* Tasks to carry out *
• A. Answer these questions from the number-to-words post below:
(i) What range of integers does the program accept as input?
(ii) Which kind of statement does the poster want to use in place of if-statements?
(iii) What message does the code print when the number falls outside the allowed range?
• B. From the number-to-words post below, extract word for word the span from "I wrote a program" up to and including "num > 9999)".

* Provided passage *

▶

I wrote a program that will ask for an integer input (1 - 9999) and will convert the inputted integer into its corresponding word format in English.
And I'm trying to modify it so that switch statements will be used instead of if-statements (where it is applicable).
Example 1: Input number: 2481 Output: two thousand four hundred eighty one
Here is my code:
#include<stdio.h>
#include<conio.h>
main()
{
int num,thousands,hundreds,tens,ones;
printf("Enter number (1-9999): ");
scanf("%d",&num);
//&& - check if within the range
//|| - check if outside of the range
if (num < 1 || num > 9999)
printf("Invalid number.");
else
//if (num > 0 && num < 10000)
{
thousands = num / 1000;
hundreds = num % 1000 / 100;
tens = num % 1000 % 100 / 10;
ones = num % 1000 % 100 % 10;
//if (num / 1000 == 1)
if(thousands == 1)

◀

[Dataset rows]
▶

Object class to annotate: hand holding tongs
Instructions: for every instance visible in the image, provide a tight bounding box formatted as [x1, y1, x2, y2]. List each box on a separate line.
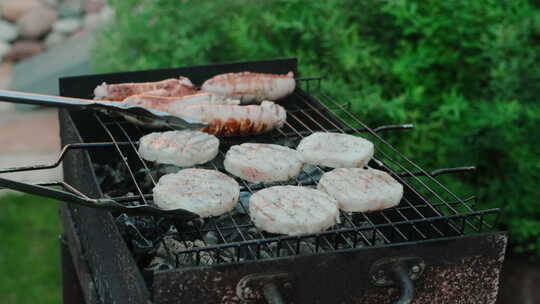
[0, 90, 208, 129]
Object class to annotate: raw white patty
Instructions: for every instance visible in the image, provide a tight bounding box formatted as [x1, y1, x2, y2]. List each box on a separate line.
[317, 168, 403, 212]
[139, 130, 219, 167]
[223, 143, 303, 183]
[296, 132, 374, 168]
[154, 169, 240, 217]
[249, 186, 339, 235]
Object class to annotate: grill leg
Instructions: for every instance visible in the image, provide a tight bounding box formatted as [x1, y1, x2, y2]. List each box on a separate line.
[263, 282, 285, 304]
[60, 237, 85, 304]
[392, 263, 414, 304]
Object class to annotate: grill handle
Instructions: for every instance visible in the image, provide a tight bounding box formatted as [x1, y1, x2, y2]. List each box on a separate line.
[369, 257, 426, 304]
[0, 178, 199, 221]
[0, 90, 207, 129]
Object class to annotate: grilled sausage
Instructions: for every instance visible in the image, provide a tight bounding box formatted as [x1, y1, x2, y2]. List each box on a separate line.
[176, 101, 287, 136]
[94, 77, 197, 101]
[201, 72, 296, 104]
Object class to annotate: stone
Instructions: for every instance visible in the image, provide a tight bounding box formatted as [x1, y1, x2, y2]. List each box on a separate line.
[99, 6, 114, 24]
[58, 0, 83, 18]
[5, 40, 44, 61]
[0, 0, 41, 22]
[0, 41, 11, 61]
[44, 32, 67, 48]
[0, 20, 19, 41]
[53, 18, 82, 35]
[84, 0, 107, 14]
[41, 0, 58, 7]
[83, 13, 101, 30]
[17, 7, 56, 39]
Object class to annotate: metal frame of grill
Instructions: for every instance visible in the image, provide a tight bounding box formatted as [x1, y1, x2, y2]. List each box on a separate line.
[13, 59, 506, 303]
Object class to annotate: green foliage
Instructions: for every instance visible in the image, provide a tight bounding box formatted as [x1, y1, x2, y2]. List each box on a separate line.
[0, 194, 61, 304]
[94, 0, 540, 255]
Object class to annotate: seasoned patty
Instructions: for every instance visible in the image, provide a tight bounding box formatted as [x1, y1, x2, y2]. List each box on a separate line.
[249, 186, 339, 235]
[296, 132, 374, 168]
[139, 130, 219, 167]
[317, 168, 403, 212]
[154, 169, 240, 217]
[223, 143, 303, 183]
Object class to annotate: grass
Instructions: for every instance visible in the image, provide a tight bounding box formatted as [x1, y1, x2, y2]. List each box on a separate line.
[0, 194, 61, 304]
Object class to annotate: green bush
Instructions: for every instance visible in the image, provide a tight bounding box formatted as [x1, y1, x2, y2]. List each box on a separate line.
[94, 0, 540, 256]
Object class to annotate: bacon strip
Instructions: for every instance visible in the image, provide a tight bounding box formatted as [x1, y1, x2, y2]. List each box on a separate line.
[94, 77, 197, 101]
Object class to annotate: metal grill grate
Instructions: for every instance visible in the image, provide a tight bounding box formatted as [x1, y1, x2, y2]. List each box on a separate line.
[65, 78, 498, 267]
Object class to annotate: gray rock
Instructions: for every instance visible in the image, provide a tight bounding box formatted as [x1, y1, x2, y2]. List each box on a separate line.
[58, 0, 83, 18]
[0, 20, 19, 41]
[0, 0, 41, 22]
[44, 32, 67, 48]
[53, 18, 82, 35]
[17, 7, 56, 39]
[83, 13, 101, 30]
[0, 41, 11, 61]
[84, 0, 107, 14]
[41, 0, 58, 7]
[83, 6, 114, 30]
[4, 40, 44, 61]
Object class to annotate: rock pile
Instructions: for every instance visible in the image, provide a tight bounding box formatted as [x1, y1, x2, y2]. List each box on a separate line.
[0, 0, 114, 62]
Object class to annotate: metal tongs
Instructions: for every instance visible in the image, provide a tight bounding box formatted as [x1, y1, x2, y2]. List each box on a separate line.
[0, 90, 202, 220]
[0, 90, 208, 129]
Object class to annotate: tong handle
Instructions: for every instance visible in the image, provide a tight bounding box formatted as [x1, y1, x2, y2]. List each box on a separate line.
[0, 90, 208, 129]
[0, 90, 93, 108]
[0, 178, 199, 221]
[0, 178, 114, 208]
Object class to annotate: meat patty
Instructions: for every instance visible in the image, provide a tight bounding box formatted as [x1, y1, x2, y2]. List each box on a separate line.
[317, 168, 403, 212]
[223, 143, 303, 183]
[249, 186, 339, 235]
[296, 132, 374, 168]
[176, 101, 287, 136]
[139, 130, 219, 167]
[201, 72, 296, 103]
[94, 77, 197, 101]
[153, 169, 240, 217]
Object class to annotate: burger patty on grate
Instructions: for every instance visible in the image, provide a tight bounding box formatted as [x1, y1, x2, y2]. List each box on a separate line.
[317, 168, 403, 212]
[153, 169, 240, 217]
[249, 186, 339, 235]
[139, 130, 219, 167]
[223, 143, 303, 183]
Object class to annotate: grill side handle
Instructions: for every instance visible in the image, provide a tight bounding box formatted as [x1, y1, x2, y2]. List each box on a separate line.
[369, 257, 426, 304]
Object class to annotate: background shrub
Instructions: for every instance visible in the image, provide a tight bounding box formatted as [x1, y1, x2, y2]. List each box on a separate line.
[94, 0, 540, 256]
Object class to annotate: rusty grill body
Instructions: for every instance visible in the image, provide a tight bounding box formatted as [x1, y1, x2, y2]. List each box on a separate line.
[56, 59, 506, 303]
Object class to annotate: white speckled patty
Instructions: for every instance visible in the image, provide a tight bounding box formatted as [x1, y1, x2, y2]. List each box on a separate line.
[317, 168, 403, 212]
[139, 130, 219, 167]
[153, 169, 240, 217]
[223, 143, 303, 183]
[249, 186, 339, 235]
[296, 132, 374, 168]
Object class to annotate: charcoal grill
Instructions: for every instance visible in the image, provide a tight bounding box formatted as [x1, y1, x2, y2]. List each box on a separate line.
[0, 59, 507, 303]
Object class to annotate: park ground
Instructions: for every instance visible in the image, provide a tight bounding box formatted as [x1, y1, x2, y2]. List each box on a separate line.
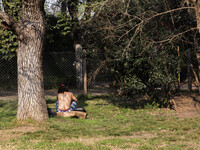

◀

* Solved problems *
• A.
(i) 1 to 9999
(ii) Switch statements
(iii) "Invalid number."

• B.
I wrote a program that will ask for an integer input (1 - 9999) and will convert the inputted integer into its corresponding word format in English.
And I'm trying to modify it so that switch statements will be used instead of if-statements (where it is applicable).
Example 1: Input number: 2481 Output: two thousand four hundred eighty one
Here is my code:
#include<stdio.h>
#include<conio.h>
main()
{
int num,thousands,hundreds,tens,ones;
printf("Enter number (1-9999): ");
scanf("%d",&num);
//&& - check if within the range
//|| - check if outside of the range
if (num < 1 || num > 9999)